• _ИСХОДНЫЙ ОТРЫВОК_:
В конце концов они советовали сказать Джейн, что она делает из мухи слона, что ее боли были совсем не так сильны, как она утверждала.
— Вы все время сидите здесь с вытянутыми физиономиями, — заявил Виктору один из врачей. — А это никому не идет на пользу.
Существовало опасение, что Джейн с ее склонностью все толковать пессимистически воспримет наше терпение как подтверждение близости смерти.
Мы получили некоторое понятие о мыслях дочери из того, что она говорила другим своим посетителям, в беседах с которыми она проявляла большую избирательность. Когда она чувствовала, что они считают ее умирающей, то признавалась, как в чем-то само собой разумеющемся, что тоже знает правду. Вместе с тем она утверждала, что не потеряла надежды и исполнена решимости продолжать борьбу, поскольку есть же еще химиотерапия, облучение, а возможно, и другие методы, способные ей помочь.
С теми, кто не хотел знать истинного положения дел, она непринужденно беседовала об обыденных вещах, обстановке в больнице, о событиях их жизни. С ними Джейн была любезна, мила, выдержанна, а порой и беспечна.
Иногда эти друзья выступали в роли своего рода посредников между нами и нашей дочерью. Джеймсу — писателю и старому другу семьи, когда-то поддерживавшему стремление Джейн стать поэтом, — она говорила не только о собственных страданиях, но и том, что эти страдания значили для ее родителей. Дружеские отношения установились у Джейн с Таней, которая сама перенесла тяжелую болезнь и все еще испытывала сильные боли. Но у Тани была взрослая дочь, и поэтому ей удалось довести до сознания Джейн, что родители страдают. Друзья эти, как она и ожидала, передавали ее замечания нам. Иногда ее высказывания носили примирительный характер, порой же были сердитыми и едкими. Когда однажды мы ее не посетили, дочь сказала Джеймсу, что, очевидно, мы оба «дошли до ручки». Она понимала, что держит нас в большом напряжении, и наше состояние ее тревожило.
— Я право же рада видеть их каждый день, — говорила она, — но случается, что я очень скверно себя веду. Бывают времена, когда меня одолевает злоба и я вымещаю ее на родителях. Я отдаю себе в этом отчет.
Она винила в этом лекарства, которые вызывали у нее запоры и делали ее раздражительной.

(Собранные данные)
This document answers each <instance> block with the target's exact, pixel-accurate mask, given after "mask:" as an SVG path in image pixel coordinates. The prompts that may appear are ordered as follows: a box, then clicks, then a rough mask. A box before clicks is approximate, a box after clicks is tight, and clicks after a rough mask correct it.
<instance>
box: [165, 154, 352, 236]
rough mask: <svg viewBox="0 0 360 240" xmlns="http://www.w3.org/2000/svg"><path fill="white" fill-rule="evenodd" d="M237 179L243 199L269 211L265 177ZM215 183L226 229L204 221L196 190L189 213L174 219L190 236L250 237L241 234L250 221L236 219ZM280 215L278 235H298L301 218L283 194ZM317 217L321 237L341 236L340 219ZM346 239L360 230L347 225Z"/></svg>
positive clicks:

• _ВАШЕ ЗАДАНИЕ_:
Что, согласно отрывку, Джейн винила в своей раздражительности и в том, что вымещала злобу на родителях? Отвечайте, опираясь только на отрывок.

• _ОТВЕТ К ЗАДАНИЮ_:
Лекарства, которые вызывали у нее запоры и делали ее раздражительной.